(Activity)
All records must be restated word for word.
[Records to use Boundary: Start]
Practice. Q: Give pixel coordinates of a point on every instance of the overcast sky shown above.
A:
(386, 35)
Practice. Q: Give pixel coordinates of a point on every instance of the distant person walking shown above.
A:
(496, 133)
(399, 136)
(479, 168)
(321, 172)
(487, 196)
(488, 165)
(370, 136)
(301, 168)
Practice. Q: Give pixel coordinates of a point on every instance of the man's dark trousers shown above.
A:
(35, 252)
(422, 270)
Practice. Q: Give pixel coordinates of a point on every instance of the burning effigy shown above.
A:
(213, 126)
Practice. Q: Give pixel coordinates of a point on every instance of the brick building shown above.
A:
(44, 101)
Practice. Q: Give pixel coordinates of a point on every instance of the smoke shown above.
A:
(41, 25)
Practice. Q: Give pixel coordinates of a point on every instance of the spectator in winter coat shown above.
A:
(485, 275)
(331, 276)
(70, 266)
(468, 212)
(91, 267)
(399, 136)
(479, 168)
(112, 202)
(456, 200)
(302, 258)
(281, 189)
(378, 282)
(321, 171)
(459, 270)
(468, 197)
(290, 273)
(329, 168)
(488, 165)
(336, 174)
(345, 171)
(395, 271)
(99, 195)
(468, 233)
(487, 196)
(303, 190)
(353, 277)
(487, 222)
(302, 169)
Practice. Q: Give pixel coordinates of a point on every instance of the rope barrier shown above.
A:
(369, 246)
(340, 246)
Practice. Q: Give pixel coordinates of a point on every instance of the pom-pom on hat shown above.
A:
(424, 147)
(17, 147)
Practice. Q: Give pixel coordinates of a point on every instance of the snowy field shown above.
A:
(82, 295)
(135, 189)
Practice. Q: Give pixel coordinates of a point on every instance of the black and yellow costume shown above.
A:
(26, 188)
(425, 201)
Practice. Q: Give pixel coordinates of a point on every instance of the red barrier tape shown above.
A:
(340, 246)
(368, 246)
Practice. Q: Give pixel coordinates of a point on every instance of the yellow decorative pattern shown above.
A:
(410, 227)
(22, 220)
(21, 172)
[Records to use Boundary: End]
(Output of the task)
Practice. Q: Give pixel coordinates of a point on every instance of the overcast sky shown above.
A:
(386, 35)
Practice. Q: Give pixel coordinates of a point on every instance of the distant person walking shown above.
A:
(496, 133)
(399, 136)
(479, 168)
(321, 172)
(487, 196)
(488, 165)
(370, 136)
(301, 168)
Practice. Q: Give pixel coordinates of a point on every instance of the man's dark trousers shown above.
A:
(35, 252)
(422, 270)
Practice. Q: Give pixel coordinates of a point on every instance of the burning effigy shown above.
A:
(213, 126)
Practice. Q: Give pixel coordinates of a point on every instance of the brick building shown above.
A:
(44, 101)
Practice. Q: Give pixel coordinates of a point on every instance of the smoke shown above.
A:
(41, 25)
Practice. Q: Give pixel coordinates of a point on every instance of the spectator in winter coat shown above.
A:
(485, 275)
(331, 276)
(70, 266)
(468, 212)
(91, 267)
(399, 136)
(479, 168)
(112, 202)
(456, 200)
(302, 258)
(281, 189)
(378, 282)
(321, 171)
(459, 270)
(468, 197)
(290, 273)
(329, 168)
(488, 165)
(336, 174)
(345, 171)
(395, 271)
(99, 195)
(468, 233)
(487, 196)
(303, 190)
(353, 277)
(487, 222)
(302, 169)
Practice. Q: Give pixel coordinates of a point on every instance of the rope barrier shown above.
A:
(369, 246)
(340, 246)
Practice. Q: Give pixel coordinates of a point on every instance of the pom-pom on hat shown above.
A:
(424, 147)
(17, 147)
Practice. Q: Give pixel coordinates of a point on every instance of the snowy field shown above.
A:
(82, 295)
(135, 189)
Practice. Q: Give pixel coordinates of a point on every instance of the black and yellow costume shown above.
A:
(26, 188)
(425, 201)
Practice. Q: Give pixel coordinates of a point on every instance of the red barrier tape shown above.
A:
(340, 246)
(368, 246)
Practice. Q: Give pixel coordinates of a point on every instance of the yellow decorative pattern shown above.
A:
(410, 227)
(22, 220)
(21, 172)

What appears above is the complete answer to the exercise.